--- Text provided ---
◇ ◇ ◇

# Muffin Tin Liners



## Zhizara (Mar 15, 2011)

I finally got myself a muffin tin, and have already used it to make individual mushroom gratins as well as for baking stuffing, but my problem is that I cannot find the paper liners at either of my local stores.

I hunted the muffin mix area of the store thoroughly, but they just weren't there.

Does anyone have any ideas where else in the store they might be found?


----------



## Selkie (Mar 15, 2011)

I never use paper liners. They stick and make a mess when taking them off of the muffin/cup cake. More often than not, you end up losing much of your cup cake to the liner!

I use a shot of non-stick spray in each cup. The cupcake base browns a LOT better, has a better texture, and the cupcake looks prettier.

But, in response to your question, liners can be found in the bakery dept, usually near the sugar, baking nuts, birthday candles. Once in a while they put them with the foil and plastic wrap. When in doubt, ask a clerk or manager. They are there to serve you.


----------



## pacanis (Mar 15, 2011)

In my town grocer they are by the baking supplies like birthday candles and candies, too.


----------



## Mama (Mar 15, 2011)

Same place in my store too.


----------



## LAJ (Mar 15, 2011)

*muffin liners*

I cut out circles of parchment paper and keep them on hand. They are sometimes tricky to position but work well for me.


----------



## Andy M. (Mar 15, 2011)

Traditionally, cupcakes get liners and muffins do not.  But it's not  legal requirement.


----------

◇ ◇ ◇

--- Dataset content ---
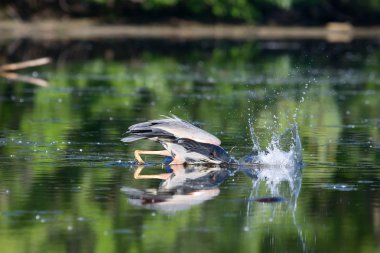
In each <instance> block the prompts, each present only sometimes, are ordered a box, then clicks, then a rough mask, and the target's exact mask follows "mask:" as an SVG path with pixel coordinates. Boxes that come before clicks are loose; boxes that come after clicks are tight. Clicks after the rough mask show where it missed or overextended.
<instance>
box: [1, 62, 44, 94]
mask: <svg viewBox="0 0 380 253" xmlns="http://www.w3.org/2000/svg"><path fill="white" fill-rule="evenodd" d="M48 63H50V58H47V57H44V58H39V59H35V60H30V61H23V62H17V63H9V64H5V65H2V66H0V76H1V77H4V78H6V79H9V80H14V81H22V82H26V83H30V84H34V85H37V86H41V87H47V86H48V82H47V81H46V80H43V79H40V78H34V77H29V76H22V75H19V74H16V73H13V72H10V71H15V70H19V69H25V68H31V67H37V66H41V65H45V64H48Z"/></svg>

◇ ◇ ◇

Copy out the part of the muffin tin liners thread between "I hunted the" and "cupcake looks prettier.", inclusive.

I hunted the muffin mix area of the store thoroughly, but they just weren't there.

Does anyone have any ideas where else in the store they might be found?


----------



## Selkie (Mar 15, 2011)

I never use paper liners. They stick and make a mess when taking them off of the muffin/cup cake. More often than not, you end up losing much of your cup cake to the liner!

I use a shot of non-stick spray in each cup. The cupcake base browns a LOT better, has a better texture, and the cupcake looks prettier.